== Records supplied ==
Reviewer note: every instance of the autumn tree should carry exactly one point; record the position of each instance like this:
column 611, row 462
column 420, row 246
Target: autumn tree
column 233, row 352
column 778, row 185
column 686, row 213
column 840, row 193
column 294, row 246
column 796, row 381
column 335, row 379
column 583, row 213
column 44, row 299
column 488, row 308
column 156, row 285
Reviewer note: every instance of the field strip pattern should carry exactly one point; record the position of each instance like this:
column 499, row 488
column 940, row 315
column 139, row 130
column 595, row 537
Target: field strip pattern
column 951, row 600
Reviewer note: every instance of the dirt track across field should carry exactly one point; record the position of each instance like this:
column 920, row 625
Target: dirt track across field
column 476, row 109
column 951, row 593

* * *

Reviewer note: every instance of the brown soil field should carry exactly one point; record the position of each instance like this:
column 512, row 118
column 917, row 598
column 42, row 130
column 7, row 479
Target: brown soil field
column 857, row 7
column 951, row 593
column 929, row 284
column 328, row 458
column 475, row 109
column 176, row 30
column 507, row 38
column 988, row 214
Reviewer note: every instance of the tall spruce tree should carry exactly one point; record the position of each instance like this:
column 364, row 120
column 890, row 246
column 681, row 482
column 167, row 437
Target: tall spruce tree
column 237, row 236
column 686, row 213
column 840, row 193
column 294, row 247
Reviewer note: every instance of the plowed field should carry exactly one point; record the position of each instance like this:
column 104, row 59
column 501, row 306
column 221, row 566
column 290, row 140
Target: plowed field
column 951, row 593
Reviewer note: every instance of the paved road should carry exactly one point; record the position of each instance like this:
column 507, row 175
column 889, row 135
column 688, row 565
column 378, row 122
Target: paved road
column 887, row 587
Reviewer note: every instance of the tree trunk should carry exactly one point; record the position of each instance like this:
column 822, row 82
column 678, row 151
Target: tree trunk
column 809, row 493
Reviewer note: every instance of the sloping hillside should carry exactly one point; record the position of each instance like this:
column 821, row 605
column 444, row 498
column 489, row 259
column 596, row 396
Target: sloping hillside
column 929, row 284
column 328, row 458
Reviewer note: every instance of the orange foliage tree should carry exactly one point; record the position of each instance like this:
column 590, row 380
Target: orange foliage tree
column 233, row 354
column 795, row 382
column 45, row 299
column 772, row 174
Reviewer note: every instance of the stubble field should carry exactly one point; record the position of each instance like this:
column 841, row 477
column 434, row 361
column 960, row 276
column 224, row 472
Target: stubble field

== Task goal ==
Using the entries shown above, reproduce verbatim the lines from the line bearing "column 596, row 396" to the line bearing "Target: stubble field", inclusive.

== Answer for the task ==
column 596, row 396
Target: sloping hillside
column 929, row 284
column 328, row 458
Reviewer note: every instance of the orange foliage tree should carry exactly one point; record the position of each instance like this:
column 590, row 380
Target: orange foliage tree
column 233, row 354
column 795, row 382
column 45, row 299
column 772, row 174
Reviewer note: every instance of the stubble field should carry exactly one point; record the position of each instance like this:
column 841, row 477
column 434, row 361
column 960, row 276
column 224, row 472
Target: stubble field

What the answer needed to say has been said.